[Exercise directions] Copy each line of the data below that contains the string "list", treating uppercase and lowercase letters as different.

[Supplied data]
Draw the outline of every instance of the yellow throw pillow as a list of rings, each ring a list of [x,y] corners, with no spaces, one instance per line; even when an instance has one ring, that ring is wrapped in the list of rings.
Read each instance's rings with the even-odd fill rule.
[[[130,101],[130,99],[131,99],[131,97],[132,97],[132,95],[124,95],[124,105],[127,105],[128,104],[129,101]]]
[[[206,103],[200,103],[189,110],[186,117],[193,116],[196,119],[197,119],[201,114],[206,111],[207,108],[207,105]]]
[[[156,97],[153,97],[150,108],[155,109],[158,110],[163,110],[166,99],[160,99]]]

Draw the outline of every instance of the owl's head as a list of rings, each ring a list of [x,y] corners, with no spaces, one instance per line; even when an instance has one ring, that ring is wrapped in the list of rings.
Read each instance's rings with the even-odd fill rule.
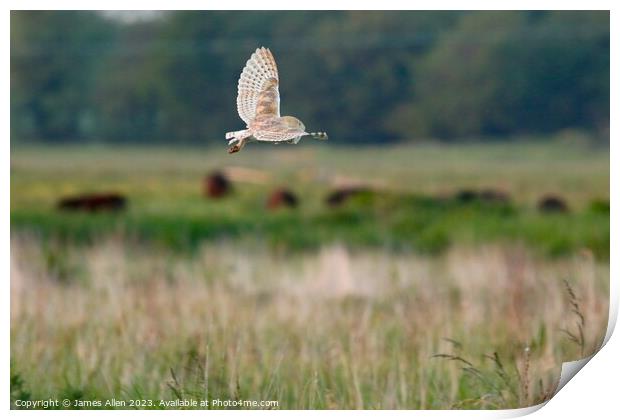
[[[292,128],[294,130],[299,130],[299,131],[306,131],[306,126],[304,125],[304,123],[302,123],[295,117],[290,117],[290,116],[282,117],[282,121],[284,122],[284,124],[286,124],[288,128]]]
* * *
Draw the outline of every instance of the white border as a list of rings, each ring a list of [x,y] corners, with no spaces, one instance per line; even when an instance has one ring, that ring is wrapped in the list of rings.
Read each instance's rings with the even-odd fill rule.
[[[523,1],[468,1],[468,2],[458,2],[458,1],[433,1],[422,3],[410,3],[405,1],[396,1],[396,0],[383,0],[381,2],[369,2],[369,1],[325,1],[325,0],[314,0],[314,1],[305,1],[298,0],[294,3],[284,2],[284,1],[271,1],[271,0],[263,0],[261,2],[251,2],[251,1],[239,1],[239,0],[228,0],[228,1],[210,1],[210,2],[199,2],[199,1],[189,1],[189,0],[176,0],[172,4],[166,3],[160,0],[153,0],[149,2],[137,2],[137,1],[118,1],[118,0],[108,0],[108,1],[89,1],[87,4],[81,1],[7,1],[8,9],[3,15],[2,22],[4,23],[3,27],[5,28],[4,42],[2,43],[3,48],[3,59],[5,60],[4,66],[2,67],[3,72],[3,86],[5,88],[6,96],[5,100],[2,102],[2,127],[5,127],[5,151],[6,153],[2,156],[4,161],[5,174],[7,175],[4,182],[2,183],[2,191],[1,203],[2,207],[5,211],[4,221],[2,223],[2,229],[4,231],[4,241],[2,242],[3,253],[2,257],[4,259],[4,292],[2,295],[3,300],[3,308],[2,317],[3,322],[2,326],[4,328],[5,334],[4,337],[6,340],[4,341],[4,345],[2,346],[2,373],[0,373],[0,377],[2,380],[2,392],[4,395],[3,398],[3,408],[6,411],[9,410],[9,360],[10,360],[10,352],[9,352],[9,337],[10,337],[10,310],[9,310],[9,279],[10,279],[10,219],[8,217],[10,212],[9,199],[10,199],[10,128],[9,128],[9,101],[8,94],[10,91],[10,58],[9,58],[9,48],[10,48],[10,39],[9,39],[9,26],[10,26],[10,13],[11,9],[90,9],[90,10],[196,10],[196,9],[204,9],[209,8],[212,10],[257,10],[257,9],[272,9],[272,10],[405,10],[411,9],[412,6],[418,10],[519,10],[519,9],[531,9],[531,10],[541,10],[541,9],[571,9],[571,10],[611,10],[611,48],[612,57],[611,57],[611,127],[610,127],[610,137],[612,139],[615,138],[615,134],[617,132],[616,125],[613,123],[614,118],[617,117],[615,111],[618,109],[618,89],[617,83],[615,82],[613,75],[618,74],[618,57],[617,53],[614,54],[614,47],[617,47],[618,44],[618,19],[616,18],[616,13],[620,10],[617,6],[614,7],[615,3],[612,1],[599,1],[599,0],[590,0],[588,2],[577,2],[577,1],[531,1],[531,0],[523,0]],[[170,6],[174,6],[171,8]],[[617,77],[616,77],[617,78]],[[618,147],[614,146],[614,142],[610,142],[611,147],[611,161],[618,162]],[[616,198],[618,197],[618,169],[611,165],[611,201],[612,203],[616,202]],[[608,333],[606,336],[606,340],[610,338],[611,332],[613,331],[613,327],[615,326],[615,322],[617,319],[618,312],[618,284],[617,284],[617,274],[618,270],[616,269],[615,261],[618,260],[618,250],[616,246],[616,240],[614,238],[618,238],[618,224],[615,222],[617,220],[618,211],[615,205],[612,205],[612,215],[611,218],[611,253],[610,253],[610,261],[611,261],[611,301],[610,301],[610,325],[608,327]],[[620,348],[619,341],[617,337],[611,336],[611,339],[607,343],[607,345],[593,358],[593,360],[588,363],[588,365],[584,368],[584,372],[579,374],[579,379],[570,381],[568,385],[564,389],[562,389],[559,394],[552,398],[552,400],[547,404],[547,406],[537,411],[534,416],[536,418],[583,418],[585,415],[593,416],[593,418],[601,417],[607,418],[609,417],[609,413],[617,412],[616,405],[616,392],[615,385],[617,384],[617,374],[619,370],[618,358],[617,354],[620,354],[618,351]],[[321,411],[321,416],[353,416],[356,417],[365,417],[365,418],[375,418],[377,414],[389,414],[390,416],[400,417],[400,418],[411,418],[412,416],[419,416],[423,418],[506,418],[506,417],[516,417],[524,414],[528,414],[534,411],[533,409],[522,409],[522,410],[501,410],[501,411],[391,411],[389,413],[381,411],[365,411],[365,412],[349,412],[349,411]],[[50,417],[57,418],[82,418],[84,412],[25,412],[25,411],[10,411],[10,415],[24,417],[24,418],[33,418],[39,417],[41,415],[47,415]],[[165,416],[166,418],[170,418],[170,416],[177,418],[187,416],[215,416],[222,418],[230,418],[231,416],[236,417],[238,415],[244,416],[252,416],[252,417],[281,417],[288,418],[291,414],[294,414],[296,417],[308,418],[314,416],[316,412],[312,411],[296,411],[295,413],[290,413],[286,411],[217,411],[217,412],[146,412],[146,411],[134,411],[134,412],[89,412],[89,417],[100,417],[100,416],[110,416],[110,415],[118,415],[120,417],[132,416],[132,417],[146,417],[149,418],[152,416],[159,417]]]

[The answer]
Draw the outline of every instance of the yellow throw pillow as a list of rings, each ring a list of [x,y] corners, with no spaces, one instance per line; even when an instance has one ring, that ring is wrapped in the list of rings.
Draw the outline of every instance of the owl's head as a list of rings, each ring a list of [x,y] corners, with no spaces, one instance per line; even when an instance has one ring, that ring is wrapped in the list of rings.
Draw the outline of every instance of the white border as a list of rings, each ring a list of [x,y] corners, with no spaces, one instance per line; even when an instance has one ring, that ring is wrapped in the list of rings.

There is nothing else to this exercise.